-- START OF DOCUMENT SECTION --

Everybody agreed he was a bit stupid. He went on arguing. The master finally had to shut him up. Finally, the argument was simply, “Look, learn these answers and you will get marks. Get marks, you will pass exams. Pass exams, and you will get a job. Don’t go on asking about whether the things work or not.”
To bring the forms to life again, ‘helps’ are sometimes provided. Now, for instance, in the Christian services, it’s been found that music is a help to the devotional, reverential attitude. That goes back, as far as they can tell, a very long way indeed. It’s great help, isn’t it? The most marvellous music has been written. One of Bach’s most famous compositions for throwing people into the reverential mood is a hymn, Jesu, Joy of Man’s Desiring. Nearly everybody knows that wonderful melody and the ritornello. Nobody knows the second line. The help has completely swallowed up the central thing. Now we just go for the music. We don’t care what the words say at all.
The next little section on this is what’s called fireworks. If you go to a firework display, you see wonderful things. There was a fat one when I was a kid called the ‘Devil Among the Tailors’. What he did and who they were, we didn’t know, but it was a great fat thing. It exploded, and then the bits that had exploded, exploded some more. It’s a marvellous thing and you all enjoy it. But you can’t actually read by that light, can’t light a fire by it, couldn’t light a cigarette on fireworks. You can’t actually use the firework display for anything – but it’s marvellous, absolutely wonderful.
In India, sometimes from childhood, they are made to go into these so-called yoga contortions. They are very late; they were developed about the 16th century. They’re not classical at all. They’re very small children and they go into them so they can continue to do them. For example, they can bend the fingers right back until they nearly touch their arm. If you see one, they say, “Our hands are trained. Pure hands, you see.” You say, “You must be wonderful surgeons or musicians with those marvellously trained hands, I suppose.” “Oh, no, we don’t know anything like that.” That’s another firework. Somehow you feel, “Oh, isn’t that wonderful!” You, yourself, feel crude, and untrained, and so on. But, actually, there’s nothing there at all.
Victorian girls were taught, in fairly well-off families, to play musical instruments. My mother was tone-deaf. She could play the piano, play the notes quite effectively, if she remembered to change the base because it meant nothing to her, whatever. She’d play loud sometimes and sometimes piano as the teacher or the music said. It meant nothing, but she was taught to sit in this beautiful stately way. It’s referred to in one of Browning’s poems, I think, “You sit stately at the clavichord”, or something like that. She looked the part of a marvellous pianist, but actually, there was nothing there. She got her superficial technique, but there was no musical expression at all, because she was tone-deaf. There’s another example of a firework. It looks splendid, but really, there’s nothing there. Nothing comes out of it at all.

-- END OF DOCUMENT SECTION --

WHAT TO DO:
[1] Gather each line in the rows below that contains the word "open", and copy those lines.
[2] Continue the lecture on fireworks and empty display from the point where it stops above.

-- START OF ENTRIES SHOWN --

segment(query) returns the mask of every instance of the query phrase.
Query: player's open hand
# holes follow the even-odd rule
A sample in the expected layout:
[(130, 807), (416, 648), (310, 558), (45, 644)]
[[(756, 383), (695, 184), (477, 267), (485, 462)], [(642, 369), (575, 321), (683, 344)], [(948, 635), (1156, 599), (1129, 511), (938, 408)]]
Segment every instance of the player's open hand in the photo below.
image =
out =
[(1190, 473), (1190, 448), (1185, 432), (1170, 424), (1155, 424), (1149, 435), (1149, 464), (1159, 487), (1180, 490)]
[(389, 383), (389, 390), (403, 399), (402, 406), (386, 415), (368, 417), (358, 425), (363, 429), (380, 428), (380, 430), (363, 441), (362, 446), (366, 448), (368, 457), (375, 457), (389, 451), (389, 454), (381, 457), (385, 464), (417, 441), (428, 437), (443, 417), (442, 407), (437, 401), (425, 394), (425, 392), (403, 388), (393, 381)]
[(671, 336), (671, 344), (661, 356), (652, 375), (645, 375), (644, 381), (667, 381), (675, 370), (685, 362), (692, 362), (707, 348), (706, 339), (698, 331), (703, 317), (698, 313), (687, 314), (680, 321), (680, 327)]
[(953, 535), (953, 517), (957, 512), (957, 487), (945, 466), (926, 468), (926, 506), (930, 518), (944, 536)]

-- END OF ENTRIES SHOWN --
-- START OF ENTRIES SHOWN --

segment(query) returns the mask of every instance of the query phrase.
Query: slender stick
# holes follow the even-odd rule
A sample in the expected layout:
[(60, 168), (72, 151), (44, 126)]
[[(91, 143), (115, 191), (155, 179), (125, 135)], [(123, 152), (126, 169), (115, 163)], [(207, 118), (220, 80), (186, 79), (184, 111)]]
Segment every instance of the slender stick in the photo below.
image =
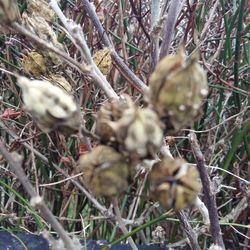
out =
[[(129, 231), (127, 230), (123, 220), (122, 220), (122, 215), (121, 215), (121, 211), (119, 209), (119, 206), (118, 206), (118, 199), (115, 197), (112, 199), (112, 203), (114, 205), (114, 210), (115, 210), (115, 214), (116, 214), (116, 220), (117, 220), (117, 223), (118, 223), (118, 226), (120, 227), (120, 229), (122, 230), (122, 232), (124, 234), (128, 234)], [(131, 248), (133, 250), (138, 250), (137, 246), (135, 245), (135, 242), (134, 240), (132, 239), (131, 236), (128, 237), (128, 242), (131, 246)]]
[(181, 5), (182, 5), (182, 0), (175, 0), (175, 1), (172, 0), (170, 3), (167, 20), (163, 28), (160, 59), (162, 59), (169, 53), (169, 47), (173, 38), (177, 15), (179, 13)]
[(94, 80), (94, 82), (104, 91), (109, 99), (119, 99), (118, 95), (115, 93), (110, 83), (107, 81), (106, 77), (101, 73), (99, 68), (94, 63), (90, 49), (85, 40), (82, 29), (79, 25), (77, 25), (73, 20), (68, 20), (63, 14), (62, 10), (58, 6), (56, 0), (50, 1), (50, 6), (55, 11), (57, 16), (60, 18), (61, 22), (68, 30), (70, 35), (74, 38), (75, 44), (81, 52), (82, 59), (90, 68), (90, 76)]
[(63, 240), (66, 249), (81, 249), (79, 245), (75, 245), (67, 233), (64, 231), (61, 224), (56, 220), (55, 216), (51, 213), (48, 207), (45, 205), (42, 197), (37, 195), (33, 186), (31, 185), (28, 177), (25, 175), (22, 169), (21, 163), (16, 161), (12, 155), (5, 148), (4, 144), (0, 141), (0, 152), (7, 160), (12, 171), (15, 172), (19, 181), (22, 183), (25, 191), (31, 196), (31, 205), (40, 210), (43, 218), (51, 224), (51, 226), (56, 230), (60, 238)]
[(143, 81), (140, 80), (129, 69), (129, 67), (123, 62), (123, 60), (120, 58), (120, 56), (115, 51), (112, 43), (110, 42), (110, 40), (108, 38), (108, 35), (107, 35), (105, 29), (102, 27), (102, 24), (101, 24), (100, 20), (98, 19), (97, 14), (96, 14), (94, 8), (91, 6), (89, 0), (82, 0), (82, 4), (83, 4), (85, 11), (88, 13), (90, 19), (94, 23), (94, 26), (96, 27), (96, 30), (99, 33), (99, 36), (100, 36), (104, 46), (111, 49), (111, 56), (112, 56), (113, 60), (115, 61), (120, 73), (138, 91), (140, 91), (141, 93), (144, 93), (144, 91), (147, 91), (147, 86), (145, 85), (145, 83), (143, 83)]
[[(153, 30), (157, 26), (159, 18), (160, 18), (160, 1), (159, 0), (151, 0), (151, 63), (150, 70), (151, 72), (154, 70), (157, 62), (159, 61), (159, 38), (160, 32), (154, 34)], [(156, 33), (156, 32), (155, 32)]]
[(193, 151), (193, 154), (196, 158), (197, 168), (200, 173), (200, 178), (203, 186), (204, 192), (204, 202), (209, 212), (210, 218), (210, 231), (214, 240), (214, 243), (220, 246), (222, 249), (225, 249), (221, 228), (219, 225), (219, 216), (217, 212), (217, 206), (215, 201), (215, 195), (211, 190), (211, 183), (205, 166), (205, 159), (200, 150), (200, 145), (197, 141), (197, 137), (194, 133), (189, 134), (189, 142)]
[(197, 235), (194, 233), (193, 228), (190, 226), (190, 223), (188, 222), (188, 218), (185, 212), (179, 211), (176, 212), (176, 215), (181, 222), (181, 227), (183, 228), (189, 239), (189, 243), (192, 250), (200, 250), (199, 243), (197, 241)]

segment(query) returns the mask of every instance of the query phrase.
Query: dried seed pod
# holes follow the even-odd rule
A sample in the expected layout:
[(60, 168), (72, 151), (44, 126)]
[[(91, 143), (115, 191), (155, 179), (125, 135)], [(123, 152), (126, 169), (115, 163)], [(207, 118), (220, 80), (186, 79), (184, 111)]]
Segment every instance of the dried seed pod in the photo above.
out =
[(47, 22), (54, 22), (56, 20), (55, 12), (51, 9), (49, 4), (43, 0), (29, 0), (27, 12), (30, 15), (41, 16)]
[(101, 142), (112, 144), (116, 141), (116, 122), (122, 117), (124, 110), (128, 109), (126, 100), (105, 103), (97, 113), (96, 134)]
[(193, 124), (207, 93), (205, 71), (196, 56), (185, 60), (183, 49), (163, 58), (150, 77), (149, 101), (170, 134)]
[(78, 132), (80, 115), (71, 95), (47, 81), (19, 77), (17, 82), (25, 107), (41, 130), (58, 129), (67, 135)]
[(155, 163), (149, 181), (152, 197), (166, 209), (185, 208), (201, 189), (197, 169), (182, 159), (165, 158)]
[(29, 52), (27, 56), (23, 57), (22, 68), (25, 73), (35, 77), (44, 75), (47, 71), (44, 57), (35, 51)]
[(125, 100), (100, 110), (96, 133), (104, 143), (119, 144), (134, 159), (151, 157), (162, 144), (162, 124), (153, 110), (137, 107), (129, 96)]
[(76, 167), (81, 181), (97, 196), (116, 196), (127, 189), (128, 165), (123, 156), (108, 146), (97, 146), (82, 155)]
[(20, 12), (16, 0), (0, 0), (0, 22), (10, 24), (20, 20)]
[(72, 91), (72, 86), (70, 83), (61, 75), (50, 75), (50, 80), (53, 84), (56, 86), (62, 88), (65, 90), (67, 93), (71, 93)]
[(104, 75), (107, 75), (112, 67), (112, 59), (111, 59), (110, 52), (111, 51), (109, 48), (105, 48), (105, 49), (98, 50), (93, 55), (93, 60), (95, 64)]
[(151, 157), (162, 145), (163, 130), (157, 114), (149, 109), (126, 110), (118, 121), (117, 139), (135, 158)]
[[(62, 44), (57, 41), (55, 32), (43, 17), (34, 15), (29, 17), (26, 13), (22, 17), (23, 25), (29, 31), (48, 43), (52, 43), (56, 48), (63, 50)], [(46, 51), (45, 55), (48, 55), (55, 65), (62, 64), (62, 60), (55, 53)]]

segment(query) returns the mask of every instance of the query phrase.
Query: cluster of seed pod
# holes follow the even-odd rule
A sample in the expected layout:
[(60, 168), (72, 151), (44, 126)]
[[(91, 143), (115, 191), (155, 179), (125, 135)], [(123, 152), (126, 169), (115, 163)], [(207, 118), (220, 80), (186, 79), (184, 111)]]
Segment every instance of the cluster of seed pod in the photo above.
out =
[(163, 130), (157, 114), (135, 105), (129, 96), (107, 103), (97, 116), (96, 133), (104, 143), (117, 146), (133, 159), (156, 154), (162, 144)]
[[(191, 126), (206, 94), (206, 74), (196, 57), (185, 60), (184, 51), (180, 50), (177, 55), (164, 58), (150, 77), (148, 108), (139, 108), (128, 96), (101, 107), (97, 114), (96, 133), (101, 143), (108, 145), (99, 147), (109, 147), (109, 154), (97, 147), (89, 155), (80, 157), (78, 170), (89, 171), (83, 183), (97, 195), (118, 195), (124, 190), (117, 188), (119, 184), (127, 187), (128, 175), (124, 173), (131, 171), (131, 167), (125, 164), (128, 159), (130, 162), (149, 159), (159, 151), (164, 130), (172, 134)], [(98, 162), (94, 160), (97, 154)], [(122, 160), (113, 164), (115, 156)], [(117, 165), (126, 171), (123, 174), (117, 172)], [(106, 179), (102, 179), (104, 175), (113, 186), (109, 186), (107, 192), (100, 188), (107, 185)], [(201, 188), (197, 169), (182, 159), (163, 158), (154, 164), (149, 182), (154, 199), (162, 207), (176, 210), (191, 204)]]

-- END OF ENTRIES SHOWN --
-- START OF ENTRIES SHOWN --

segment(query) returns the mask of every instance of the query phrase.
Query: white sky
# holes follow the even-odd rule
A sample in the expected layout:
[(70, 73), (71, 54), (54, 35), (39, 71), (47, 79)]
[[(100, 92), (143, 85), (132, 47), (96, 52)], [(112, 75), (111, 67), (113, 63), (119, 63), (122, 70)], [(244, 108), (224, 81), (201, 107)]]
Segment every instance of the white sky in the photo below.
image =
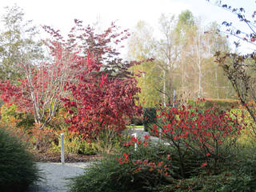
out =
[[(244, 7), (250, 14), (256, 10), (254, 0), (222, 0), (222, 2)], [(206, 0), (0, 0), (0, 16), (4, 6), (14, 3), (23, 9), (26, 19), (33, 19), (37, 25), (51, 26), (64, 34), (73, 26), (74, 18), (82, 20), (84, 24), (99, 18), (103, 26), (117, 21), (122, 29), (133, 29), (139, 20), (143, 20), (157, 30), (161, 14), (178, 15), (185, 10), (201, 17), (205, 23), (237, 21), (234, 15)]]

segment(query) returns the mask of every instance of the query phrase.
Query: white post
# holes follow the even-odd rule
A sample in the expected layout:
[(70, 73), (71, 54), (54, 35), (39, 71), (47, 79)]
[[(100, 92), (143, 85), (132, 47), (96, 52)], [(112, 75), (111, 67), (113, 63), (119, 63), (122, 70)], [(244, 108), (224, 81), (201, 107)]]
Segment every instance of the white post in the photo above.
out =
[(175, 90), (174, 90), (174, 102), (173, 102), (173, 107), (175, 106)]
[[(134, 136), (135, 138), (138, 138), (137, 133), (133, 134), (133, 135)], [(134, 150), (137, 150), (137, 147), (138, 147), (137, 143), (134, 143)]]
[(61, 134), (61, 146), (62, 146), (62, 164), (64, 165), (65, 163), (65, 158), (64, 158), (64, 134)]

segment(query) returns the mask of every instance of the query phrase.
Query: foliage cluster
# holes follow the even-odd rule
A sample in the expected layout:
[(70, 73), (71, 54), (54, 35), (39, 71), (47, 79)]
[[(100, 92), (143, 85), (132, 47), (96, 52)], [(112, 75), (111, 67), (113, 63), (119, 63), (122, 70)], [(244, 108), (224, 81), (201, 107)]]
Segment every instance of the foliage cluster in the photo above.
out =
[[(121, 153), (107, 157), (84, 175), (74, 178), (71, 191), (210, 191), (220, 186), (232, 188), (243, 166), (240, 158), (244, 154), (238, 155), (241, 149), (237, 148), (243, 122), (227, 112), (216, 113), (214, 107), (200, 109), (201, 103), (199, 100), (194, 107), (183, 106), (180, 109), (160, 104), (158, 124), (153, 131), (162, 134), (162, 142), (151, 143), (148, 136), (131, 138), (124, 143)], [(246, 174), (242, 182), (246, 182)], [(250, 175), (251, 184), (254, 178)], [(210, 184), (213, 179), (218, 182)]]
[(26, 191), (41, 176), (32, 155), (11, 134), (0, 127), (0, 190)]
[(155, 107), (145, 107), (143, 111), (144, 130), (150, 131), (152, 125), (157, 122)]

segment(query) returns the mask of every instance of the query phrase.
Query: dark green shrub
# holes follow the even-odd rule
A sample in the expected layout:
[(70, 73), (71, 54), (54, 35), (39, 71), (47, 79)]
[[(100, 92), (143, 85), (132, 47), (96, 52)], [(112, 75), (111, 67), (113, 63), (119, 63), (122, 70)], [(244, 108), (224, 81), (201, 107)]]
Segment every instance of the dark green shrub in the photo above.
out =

-- END OF ENTRIES SHOWN --

RESPONSES IN ORDER:
[1]
Query: player's open hand
Segment every instance of the player's open hand in the photo below.

[2]
Now an example, which I know personally, about a great teacher who was a great scholar. He had translated a certain text, which has a number of chapters. He had lectured on it, and he had published a short commentary on it. He told his pupils this was one of the most valuable texts that they should know. Some people thought, “Well, wouldn’t it be a good idea if some of us had a little quiz on it?”
As in a number of Indian texts, there are repetitive passages, so that you get a similar passage in chapter three and chapter four, and then a little bit similar one later on, in chapter six, but, of course, they’re not the same. One way of testing one’s learning would be to practise how much one knew, and how much one could identify.
So they put this to the teacher that they thought they’d have a little quiz. They would read out one of these verses, and then people would guess which chapter it came from – not guess, but try to say which chapter it came from. The teacher said, “Well, I’ll take part too.” They said, “Really? Well, all right teacher, but you’ll come in at the end,” because he would, obviously, give the correct answer and everyone would just imitate him.
So the first one was read. It was one of these similar ones. Some people said three; some people said four; one or two said six. Then the teacher said, “Well, I think it’s six.” “Oh, well, now we know.” But the person who had the sheet looked uneasy. He said, “Well, matter of fact, it’s three.” Everybody laughed, and then we went on. But he got quite a lot wrong. He wanted to show that being able to identify passages accurately from a text like that was a firework. He was all in favour of learning. He was a learned man himself, but this sort of thing, no regard for the meaning at all, just to be able to identify where it comes, would be a firework. One could get very good at it, but it would have no actual result at all.
Another one, which I say with some reserve – and this is good time back and probably only applies to one temple – but at a certain Zen temple people would sit in meditation. On some occasions, the teacher would go round and put a flower on top of the head. They would sit there for an hour. A slight move, especially on a shaven head, will bring the flower off. In a certain sense, this too is a firework. It has nothing to do with the quality of the meditation, but it means the form is like a rock.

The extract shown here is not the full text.